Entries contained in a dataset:

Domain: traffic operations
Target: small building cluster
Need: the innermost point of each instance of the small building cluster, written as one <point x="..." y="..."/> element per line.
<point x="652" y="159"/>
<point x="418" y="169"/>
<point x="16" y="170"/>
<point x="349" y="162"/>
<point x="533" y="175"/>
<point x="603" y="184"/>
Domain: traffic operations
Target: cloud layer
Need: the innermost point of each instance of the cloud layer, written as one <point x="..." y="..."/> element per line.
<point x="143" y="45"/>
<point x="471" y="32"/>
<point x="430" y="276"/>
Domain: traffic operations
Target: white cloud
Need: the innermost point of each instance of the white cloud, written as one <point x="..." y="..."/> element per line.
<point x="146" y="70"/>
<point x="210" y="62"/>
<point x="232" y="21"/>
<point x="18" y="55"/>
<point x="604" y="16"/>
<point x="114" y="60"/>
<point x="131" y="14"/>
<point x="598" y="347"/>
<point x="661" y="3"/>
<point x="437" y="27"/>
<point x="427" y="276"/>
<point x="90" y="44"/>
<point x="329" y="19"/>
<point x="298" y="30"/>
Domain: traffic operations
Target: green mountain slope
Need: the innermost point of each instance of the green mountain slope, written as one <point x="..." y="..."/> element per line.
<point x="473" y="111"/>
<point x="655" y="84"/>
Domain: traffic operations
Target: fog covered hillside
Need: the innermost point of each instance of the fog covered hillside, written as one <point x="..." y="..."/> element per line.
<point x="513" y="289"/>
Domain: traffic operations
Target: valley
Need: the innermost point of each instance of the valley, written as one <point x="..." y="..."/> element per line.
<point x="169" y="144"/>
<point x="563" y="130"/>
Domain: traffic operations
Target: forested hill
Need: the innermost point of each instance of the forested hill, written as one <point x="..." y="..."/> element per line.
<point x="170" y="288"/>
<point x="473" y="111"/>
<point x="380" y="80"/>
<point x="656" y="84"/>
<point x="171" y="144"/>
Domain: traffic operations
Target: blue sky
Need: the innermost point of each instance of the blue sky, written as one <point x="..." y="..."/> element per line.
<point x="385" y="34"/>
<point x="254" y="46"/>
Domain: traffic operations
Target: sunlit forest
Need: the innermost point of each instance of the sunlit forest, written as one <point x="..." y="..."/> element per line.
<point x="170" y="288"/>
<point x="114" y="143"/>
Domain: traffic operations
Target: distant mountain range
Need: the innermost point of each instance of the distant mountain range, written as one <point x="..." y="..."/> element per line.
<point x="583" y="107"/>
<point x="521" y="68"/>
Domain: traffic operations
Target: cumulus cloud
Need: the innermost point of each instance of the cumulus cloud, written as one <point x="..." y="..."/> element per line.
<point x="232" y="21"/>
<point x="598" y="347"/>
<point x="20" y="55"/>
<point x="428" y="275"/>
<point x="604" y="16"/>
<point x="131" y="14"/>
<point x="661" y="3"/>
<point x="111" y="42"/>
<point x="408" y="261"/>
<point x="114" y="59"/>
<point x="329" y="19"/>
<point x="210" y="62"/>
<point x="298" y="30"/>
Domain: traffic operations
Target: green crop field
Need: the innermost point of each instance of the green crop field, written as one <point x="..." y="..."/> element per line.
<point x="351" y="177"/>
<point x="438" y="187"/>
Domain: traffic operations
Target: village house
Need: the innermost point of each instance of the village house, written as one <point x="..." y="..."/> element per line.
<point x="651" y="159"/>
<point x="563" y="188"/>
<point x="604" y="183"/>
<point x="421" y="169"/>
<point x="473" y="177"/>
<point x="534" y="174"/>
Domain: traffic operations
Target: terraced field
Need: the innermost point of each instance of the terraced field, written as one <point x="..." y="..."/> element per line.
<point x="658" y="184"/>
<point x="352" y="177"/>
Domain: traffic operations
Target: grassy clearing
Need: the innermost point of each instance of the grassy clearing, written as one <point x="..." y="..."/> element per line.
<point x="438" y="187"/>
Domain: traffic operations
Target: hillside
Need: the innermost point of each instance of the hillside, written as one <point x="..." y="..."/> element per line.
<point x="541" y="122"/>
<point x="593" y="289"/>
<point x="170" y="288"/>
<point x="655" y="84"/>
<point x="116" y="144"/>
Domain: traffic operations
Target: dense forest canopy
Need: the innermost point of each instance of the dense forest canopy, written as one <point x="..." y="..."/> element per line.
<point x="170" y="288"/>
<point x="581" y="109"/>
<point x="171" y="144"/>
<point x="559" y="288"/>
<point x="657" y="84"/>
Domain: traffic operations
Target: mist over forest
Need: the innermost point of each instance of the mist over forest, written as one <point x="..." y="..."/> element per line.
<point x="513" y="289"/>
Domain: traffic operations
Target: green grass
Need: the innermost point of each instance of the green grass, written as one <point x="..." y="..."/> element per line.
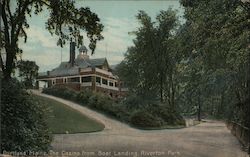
<point x="63" y="119"/>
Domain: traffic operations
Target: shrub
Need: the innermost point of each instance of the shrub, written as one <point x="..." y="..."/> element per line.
<point x="23" y="123"/>
<point x="169" y="115"/>
<point x="83" y="96"/>
<point x="145" y="119"/>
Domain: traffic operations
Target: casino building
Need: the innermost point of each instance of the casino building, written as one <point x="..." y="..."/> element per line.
<point x="83" y="73"/>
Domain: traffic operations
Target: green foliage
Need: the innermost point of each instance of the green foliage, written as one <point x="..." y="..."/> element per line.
<point x="74" y="122"/>
<point x="23" y="122"/>
<point x="149" y="67"/>
<point x="28" y="71"/>
<point x="217" y="61"/>
<point x="123" y="110"/>
<point x="65" y="21"/>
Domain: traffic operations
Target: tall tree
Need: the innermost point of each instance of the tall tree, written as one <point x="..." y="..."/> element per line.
<point x="28" y="71"/>
<point x="150" y="65"/>
<point x="219" y="30"/>
<point x="65" y="20"/>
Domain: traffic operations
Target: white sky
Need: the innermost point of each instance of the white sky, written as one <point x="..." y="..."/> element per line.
<point x="118" y="18"/>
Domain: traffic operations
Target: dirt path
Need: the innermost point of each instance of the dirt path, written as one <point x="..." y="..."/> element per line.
<point x="209" y="139"/>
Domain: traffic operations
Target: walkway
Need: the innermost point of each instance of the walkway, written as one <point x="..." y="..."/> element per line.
<point x="209" y="139"/>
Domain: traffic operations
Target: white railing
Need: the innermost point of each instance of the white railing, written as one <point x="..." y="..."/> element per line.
<point x="107" y="87"/>
<point x="86" y="84"/>
<point x="86" y="70"/>
<point x="103" y="71"/>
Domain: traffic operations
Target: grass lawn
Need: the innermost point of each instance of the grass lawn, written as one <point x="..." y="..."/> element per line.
<point x="63" y="119"/>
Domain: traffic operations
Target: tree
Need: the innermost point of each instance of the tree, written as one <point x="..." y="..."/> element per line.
<point x="219" y="31"/>
<point x="150" y="66"/>
<point x="28" y="71"/>
<point x="65" y="20"/>
<point x="23" y="120"/>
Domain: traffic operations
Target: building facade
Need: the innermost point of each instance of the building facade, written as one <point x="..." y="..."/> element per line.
<point x="83" y="73"/>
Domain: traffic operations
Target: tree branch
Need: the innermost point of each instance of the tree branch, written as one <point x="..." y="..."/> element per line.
<point x="6" y="26"/>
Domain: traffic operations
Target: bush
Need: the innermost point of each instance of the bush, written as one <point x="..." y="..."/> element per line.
<point x="169" y="115"/>
<point x="154" y="114"/>
<point x="83" y="97"/>
<point x="23" y="123"/>
<point x="145" y="119"/>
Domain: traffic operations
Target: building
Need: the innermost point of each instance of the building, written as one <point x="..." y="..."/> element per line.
<point x="83" y="73"/>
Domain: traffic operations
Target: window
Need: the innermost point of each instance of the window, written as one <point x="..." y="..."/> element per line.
<point x="111" y="84"/>
<point x="104" y="81"/>
<point x="98" y="80"/>
<point x="74" y="79"/>
<point x="87" y="79"/>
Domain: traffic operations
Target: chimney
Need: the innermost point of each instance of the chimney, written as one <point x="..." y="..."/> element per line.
<point x="72" y="53"/>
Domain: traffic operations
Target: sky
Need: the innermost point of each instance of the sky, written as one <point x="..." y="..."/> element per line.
<point x="118" y="18"/>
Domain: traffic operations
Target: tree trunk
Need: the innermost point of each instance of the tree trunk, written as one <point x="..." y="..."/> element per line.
<point x="7" y="70"/>
<point x="199" y="106"/>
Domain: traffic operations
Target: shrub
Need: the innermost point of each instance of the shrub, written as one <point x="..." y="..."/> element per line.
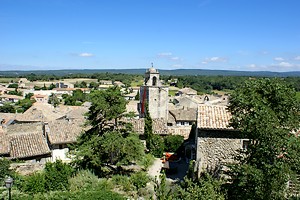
<point x="57" y="175"/>
<point x="4" y="169"/>
<point x="34" y="183"/>
<point x="122" y="181"/>
<point x="147" y="161"/>
<point x="83" y="180"/>
<point x="139" y="179"/>
<point x="156" y="145"/>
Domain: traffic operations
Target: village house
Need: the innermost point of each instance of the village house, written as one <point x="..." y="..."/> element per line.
<point x="186" y="91"/>
<point x="216" y="142"/>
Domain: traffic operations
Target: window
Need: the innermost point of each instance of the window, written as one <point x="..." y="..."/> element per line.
<point x="245" y="144"/>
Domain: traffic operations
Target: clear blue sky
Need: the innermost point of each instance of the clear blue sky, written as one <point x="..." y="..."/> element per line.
<point x="97" y="34"/>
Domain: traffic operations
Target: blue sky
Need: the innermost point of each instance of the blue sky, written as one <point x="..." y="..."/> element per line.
<point x="250" y="35"/>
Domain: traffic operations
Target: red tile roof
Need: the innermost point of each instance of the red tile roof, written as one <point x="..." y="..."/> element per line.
<point x="213" y="117"/>
<point x="28" y="145"/>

Task objective: Select and copy every line of the entries above that contains the word "sunlit".

Result for this exercise:
Target: sunlit forest
Need: the innermost point of each instance of the sunlit forest, written as one <point x="..." y="..."/> element per line.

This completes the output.